— START OF Exercise data —
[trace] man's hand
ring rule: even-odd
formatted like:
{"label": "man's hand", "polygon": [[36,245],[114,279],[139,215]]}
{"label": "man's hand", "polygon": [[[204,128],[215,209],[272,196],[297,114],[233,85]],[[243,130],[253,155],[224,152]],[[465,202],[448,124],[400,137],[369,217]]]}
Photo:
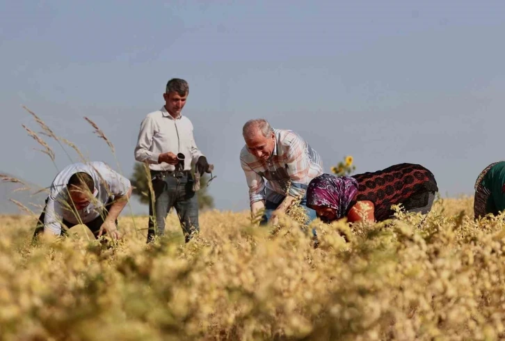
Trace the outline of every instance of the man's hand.
{"label": "man's hand", "polygon": [[159,154],[159,157],[158,157],[158,163],[161,164],[161,162],[166,162],[175,166],[179,162],[179,160],[177,160],[177,157],[175,154],[172,152],[168,152]]}
{"label": "man's hand", "polygon": [[270,217],[270,223],[273,226],[279,225],[279,212],[274,211],[273,213],[272,213],[272,216]]}
{"label": "man's hand", "polygon": [[200,175],[203,175],[204,172],[210,173],[210,167],[209,163],[207,161],[207,157],[200,157],[198,161],[196,161],[195,165],[196,171],[200,173]]}
{"label": "man's hand", "polygon": [[106,232],[107,235],[114,240],[121,239],[121,234],[118,230],[118,228],[114,221],[106,219],[104,223],[102,224],[102,226],[100,226],[100,230],[98,231],[98,237],[100,237],[104,233],[104,231]]}

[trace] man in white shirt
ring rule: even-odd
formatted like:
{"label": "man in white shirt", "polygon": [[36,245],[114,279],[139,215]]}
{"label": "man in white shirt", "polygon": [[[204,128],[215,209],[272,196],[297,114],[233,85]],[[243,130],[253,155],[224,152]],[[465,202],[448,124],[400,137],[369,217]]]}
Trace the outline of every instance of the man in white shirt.
{"label": "man in white shirt", "polygon": [[101,161],[70,164],[54,178],[33,235],[64,235],[84,224],[95,238],[120,239],[118,216],[131,196],[130,181]]}
{"label": "man in white shirt", "polygon": [[[168,81],[165,105],[143,120],[135,148],[135,159],[149,164],[155,202],[149,205],[147,242],[163,236],[165,221],[175,208],[186,242],[200,231],[198,200],[193,190],[191,166],[200,175],[210,173],[207,158],[196,146],[191,121],[181,113],[189,93],[184,79]],[[150,191],[150,202],[152,203]],[[155,219],[153,217],[155,216]]]}

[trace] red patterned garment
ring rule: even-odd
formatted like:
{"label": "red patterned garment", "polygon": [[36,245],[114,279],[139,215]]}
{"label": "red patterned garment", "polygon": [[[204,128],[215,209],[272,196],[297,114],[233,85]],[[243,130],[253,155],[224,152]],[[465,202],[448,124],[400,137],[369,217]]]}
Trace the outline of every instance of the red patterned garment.
{"label": "red patterned garment", "polygon": [[358,189],[348,210],[357,201],[371,201],[377,221],[394,213],[392,205],[401,203],[406,210],[422,207],[427,205],[430,192],[438,191],[433,174],[419,164],[400,164],[352,177],[358,181]]}

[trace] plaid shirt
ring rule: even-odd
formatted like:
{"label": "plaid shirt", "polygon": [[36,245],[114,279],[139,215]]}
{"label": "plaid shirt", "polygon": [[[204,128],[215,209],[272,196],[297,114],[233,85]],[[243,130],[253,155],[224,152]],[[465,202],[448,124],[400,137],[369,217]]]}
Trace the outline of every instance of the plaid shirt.
{"label": "plaid shirt", "polygon": [[264,200],[279,203],[288,195],[303,196],[310,180],[323,173],[321,157],[301,137],[291,130],[273,131],[275,145],[268,160],[257,159],[246,145],[240,153],[251,205]]}

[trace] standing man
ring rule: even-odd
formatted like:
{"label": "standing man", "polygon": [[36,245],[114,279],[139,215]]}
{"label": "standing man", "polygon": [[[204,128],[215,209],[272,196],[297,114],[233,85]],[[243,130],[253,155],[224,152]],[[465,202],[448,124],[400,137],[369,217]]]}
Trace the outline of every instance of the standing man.
{"label": "standing man", "polygon": [[253,218],[265,209],[260,224],[270,221],[276,225],[279,214],[296,198],[303,197],[300,205],[309,221],[316,219],[316,212],[306,206],[305,191],[310,180],[323,173],[317,152],[295,132],[272,129],[264,119],[248,121],[242,135],[246,145],[240,162],[249,187]]}
{"label": "standing man", "polygon": [[186,81],[170,79],[163,94],[165,105],[148,113],[141,125],[135,159],[149,164],[155,198],[153,212],[150,191],[147,242],[154,236],[163,235],[166,216],[172,207],[177,212],[186,243],[200,231],[191,166],[195,164],[200,175],[210,173],[210,168],[196,146],[191,121],[181,113],[189,93]]}
{"label": "standing man", "polygon": [[104,162],[69,165],[53,180],[34,241],[42,232],[65,235],[62,224],[68,228],[84,224],[95,238],[105,232],[114,239],[120,239],[118,216],[131,196],[130,181]]}

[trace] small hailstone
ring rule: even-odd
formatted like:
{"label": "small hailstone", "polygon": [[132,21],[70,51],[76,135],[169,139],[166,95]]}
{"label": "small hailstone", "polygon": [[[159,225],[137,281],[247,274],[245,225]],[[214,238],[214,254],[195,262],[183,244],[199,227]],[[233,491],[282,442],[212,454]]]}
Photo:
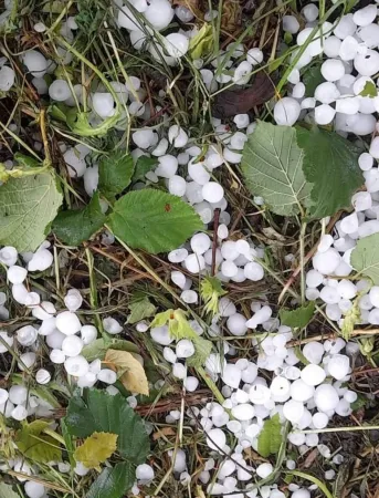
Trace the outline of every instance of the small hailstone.
{"label": "small hailstone", "polygon": [[103,319],[103,325],[108,334],[119,334],[123,332],[123,326],[112,317]]}
{"label": "small hailstone", "polygon": [[51,374],[45,369],[40,369],[35,373],[35,382],[38,384],[42,384],[42,385],[49,384],[50,380],[51,380]]}
{"label": "small hailstone", "polygon": [[103,369],[98,372],[97,380],[105,384],[114,384],[117,381],[117,374],[110,369]]}
{"label": "small hailstone", "polygon": [[64,367],[69,375],[82,377],[88,372],[90,365],[84,356],[67,357]]}
{"label": "small hailstone", "polygon": [[293,126],[301,114],[299,103],[292,97],[283,97],[274,107],[274,120],[278,125]]}
{"label": "small hailstone", "polygon": [[67,307],[69,311],[76,311],[81,308],[83,303],[82,294],[77,289],[70,289],[64,297],[64,304]]}

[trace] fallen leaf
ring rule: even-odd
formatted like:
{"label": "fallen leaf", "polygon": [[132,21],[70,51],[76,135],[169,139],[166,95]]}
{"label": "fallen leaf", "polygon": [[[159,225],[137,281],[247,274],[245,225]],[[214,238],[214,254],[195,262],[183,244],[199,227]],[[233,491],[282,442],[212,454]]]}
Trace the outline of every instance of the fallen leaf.
{"label": "fallen leaf", "polygon": [[225,90],[219,93],[212,105],[212,115],[223,118],[245,114],[255,105],[264,104],[275,95],[272,79],[261,71],[256,74],[252,85],[242,90]]}
{"label": "fallen leaf", "polygon": [[119,380],[131,393],[149,395],[149,385],[143,365],[127,351],[108,350],[104,363],[117,372]]}
{"label": "fallen leaf", "polygon": [[117,434],[93,433],[75,449],[74,458],[87,468],[101,471],[99,465],[116,452]]}

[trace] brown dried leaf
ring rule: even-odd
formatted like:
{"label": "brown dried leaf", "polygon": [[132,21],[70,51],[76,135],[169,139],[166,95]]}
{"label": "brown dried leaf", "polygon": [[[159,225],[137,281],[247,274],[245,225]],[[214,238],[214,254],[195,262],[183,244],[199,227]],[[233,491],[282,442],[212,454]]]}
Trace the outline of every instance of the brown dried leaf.
{"label": "brown dried leaf", "polygon": [[131,393],[149,395],[149,384],[143,365],[127,351],[108,350],[104,363],[122,374],[119,380]]}
{"label": "brown dried leaf", "polygon": [[249,89],[225,90],[219,93],[212,105],[212,114],[220,118],[245,114],[255,105],[270,101],[274,95],[273,81],[264,71],[261,71]]}

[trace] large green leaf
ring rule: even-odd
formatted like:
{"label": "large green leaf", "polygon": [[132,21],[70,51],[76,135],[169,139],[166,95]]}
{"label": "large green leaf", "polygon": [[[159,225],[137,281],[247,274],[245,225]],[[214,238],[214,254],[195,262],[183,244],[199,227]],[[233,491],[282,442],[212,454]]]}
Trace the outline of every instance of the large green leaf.
{"label": "large green leaf", "polygon": [[282,325],[295,328],[306,326],[315,311],[315,302],[310,301],[308,304],[305,304],[296,310],[281,310],[278,315],[281,319]]}
{"label": "large green leaf", "polygon": [[61,211],[54,219],[52,229],[64,243],[78,246],[99,230],[105,220],[98,193],[95,193],[85,208]]}
{"label": "large green leaf", "polygon": [[135,465],[144,463],[149,453],[144,423],[120,394],[86,390],[84,398],[71,398],[65,423],[69,432],[81,438],[94,432],[117,434],[119,454]]}
{"label": "large green leaf", "polygon": [[10,178],[0,187],[0,245],[34,251],[62,204],[53,173]]}
{"label": "large green leaf", "polygon": [[297,144],[304,152],[303,172],[312,188],[312,218],[331,216],[351,205],[352,194],[364,184],[358,166],[360,152],[337,133],[314,126],[297,129]]}
{"label": "large green leaf", "polygon": [[0,483],[0,496],[1,498],[20,498],[20,495],[13,491],[12,486],[6,483]]}
{"label": "large green leaf", "polygon": [[43,434],[50,422],[34,421],[23,426],[15,434],[15,444],[19,450],[33,461],[46,464],[52,460],[62,460],[59,443],[51,436]]}
{"label": "large green leaf", "polygon": [[282,216],[297,215],[309,203],[312,186],[305,179],[302,164],[296,131],[263,122],[249,136],[242,155],[248,188]]}
{"label": "large green leaf", "polygon": [[379,234],[365,237],[351,252],[350,263],[355,270],[365,277],[369,277],[376,286],[379,286]]}
{"label": "large green leaf", "polygon": [[152,253],[172,250],[203,228],[191,206],[176,196],[150,188],[131,191],[118,199],[109,225],[126,243]]}
{"label": "large green leaf", "polygon": [[282,444],[282,426],[278,414],[265,421],[263,429],[257,437],[257,453],[267,458],[278,453]]}
{"label": "large green leaf", "polygon": [[102,157],[98,164],[98,189],[106,197],[120,194],[131,181],[134,164],[130,154],[120,151]]}
{"label": "large green leaf", "polygon": [[86,498],[120,498],[136,480],[133,466],[123,461],[115,467],[105,468],[91,486]]}

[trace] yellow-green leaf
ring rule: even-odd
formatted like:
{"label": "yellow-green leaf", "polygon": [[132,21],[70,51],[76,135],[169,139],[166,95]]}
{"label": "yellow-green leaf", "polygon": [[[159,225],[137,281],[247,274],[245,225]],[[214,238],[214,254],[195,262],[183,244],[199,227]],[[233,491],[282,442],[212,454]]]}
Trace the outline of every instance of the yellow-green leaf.
{"label": "yellow-green leaf", "polygon": [[120,382],[131,393],[149,395],[149,384],[143,365],[127,351],[108,350],[104,363],[120,374]]}
{"label": "yellow-green leaf", "polygon": [[75,449],[75,460],[87,468],[99,470],[99,465],[116,452],[117,437],[117,434],[112,433],[93,433],[82,446]]}

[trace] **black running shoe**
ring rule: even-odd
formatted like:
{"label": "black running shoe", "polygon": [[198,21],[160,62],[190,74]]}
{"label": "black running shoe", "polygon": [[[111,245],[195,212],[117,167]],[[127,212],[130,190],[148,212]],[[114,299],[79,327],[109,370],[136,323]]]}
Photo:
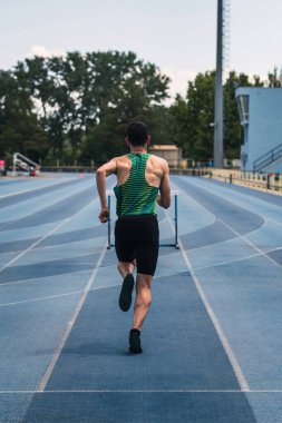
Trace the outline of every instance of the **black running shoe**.
{"label": "black running shoe", "polygon": [[134,354],[140,354],[143,352],[140,346],[140,331],[132,329],[129,333],[129,351]]}
{"label": "black running shoe", "polygon": [[134,287],[134,277],[129,273],[126,275],[123,282],[121,291],[119,294],[118,304],[123,312],[128,312],[132,305],[132,295],[133,295],[133,287]]}

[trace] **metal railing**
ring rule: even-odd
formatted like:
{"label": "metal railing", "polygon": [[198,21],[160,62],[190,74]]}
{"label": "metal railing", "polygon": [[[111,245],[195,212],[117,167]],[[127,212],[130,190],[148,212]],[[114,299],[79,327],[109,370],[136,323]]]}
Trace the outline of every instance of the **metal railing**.
{"label": "metal railing", "polygon": [[272,148],[270,151],[265,153],[256,160],[254,160],[254,171],[261,171],[265,167],[270,166],[274,161],[279,160],[282,157],[282,144]]}

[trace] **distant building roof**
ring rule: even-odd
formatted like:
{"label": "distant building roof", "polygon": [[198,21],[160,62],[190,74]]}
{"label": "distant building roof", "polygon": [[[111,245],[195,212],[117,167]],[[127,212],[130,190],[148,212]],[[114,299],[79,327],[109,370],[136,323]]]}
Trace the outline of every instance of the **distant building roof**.
{"label": "distant building roof", "polygon": [[178,147],[173,144],[162,144],[162,145],[154,145],[149,146],[150,150],[166,150],[166,151],[176,151],[178,150]]}

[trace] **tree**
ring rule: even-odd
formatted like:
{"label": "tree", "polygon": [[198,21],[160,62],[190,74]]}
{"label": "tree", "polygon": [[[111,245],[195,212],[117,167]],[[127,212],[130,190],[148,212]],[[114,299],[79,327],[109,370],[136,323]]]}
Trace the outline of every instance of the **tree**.
{"label": "tree", "polygon": [[[215,72],[198,73],[188,82],[186,98],[176,96],[171,107],[172,139],[183,148],[185,157],[197,161],[213,157],[214,82]],[[263,82],[254,76],[254,83],[251,83],[246,75],[234,71],[224,83],[224,157],[228,159],[240,157],[243,142],[235,89],[252,85],[261,87]]]}
{"label": "tree", "polygon": [[47,136],[26,87],[20,87],[10,71],[0,71],[0,154],[7,160],[21,153],[38,161],[45,154]]}
{"label": "tree", "polygon": [[18,62],[13,77],[48,136],[48,157],[84,160],[89,151],[109,153],[103,139],[115,139],[130,120],[149,118],[169,82],[155,65],[118,51],[35,57]]}

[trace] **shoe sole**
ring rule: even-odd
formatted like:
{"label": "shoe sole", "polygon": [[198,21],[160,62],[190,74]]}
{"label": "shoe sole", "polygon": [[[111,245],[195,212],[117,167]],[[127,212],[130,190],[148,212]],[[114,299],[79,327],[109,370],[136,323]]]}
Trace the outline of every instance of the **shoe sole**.
{"label": "shoe sole", "polygon": [[123,312],[128,312],[132,305],[132,294],[134,287],[134,277],[132,274],[126,275],[123,282],[118,304]]}
{"label": "shoe sole", "polygon": [[140,348],[132,348],[130,346],[129,346],[129,352],[132,353],[132,354],[140,354],[140,353],[143,353],[143,350],[142,350],[142,347]]}

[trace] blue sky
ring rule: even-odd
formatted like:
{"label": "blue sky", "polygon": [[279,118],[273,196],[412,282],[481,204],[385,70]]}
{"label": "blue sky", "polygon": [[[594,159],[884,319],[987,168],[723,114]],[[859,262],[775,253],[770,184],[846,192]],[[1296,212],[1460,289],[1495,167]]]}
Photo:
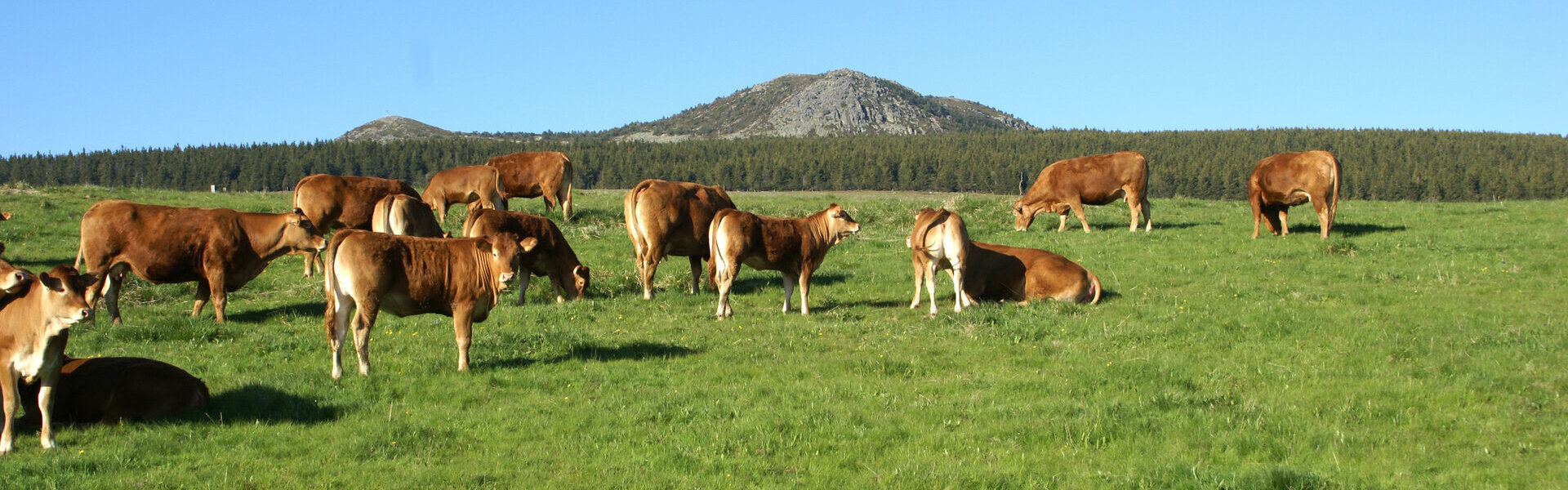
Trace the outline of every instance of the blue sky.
— END OF Exercise data —
What to produce
Update the records from the line containing "[trace] **shoe sole**" through the end of the records, replacing "blue sky" with "clear sky" and leaving everything else unchanged. Reproduce only those lines, and omit the pictures from your answer.

Exercise response
[trace] **shoe sole**
ring rule: even-odd
formatted like:
{"label": "shoe sole", "polygon": [[198,21],[160,62],[190,74]]}
{"label": "shoe sole", "polygon": [[[111,245],[195,212],[117,167]],[[127,212],[130,190],[148,212]],[[114,299],[79,327],[109,370],[136,323]]]}
Trace the outline of every instance of the **shoe sole**.
{"label": "shoe sole", "polygon": [[123,312],[128,312],[132,305],[132,294],[134,287],[134,277],[132,274],[126,275],[123,282],[118,304]]}
{"label": "shoe sole", "polygon": [[140,348],[132,348],[130,346],[129,346],[129,352],[132,353],[132,354],[140,354],[140,353],[143,353],[143,350],[142,350],[142,347]]}

[trace] clear sky
ring rule: even-odd
formatted like:
{"label": "clear sky", "polygon": [[279,118],[273,196],[412,282],[481,204],[385,70]]}
{"label": "clear sky", "polygon": [[[594,159],[884,319],[987,168],[723,114]],[[859,262],[775,253],[770,184],[846,192]],[[1296,212],[1460,289],[1495,167]]]}
Photo:
Trace the outline of every instance of the clear sky.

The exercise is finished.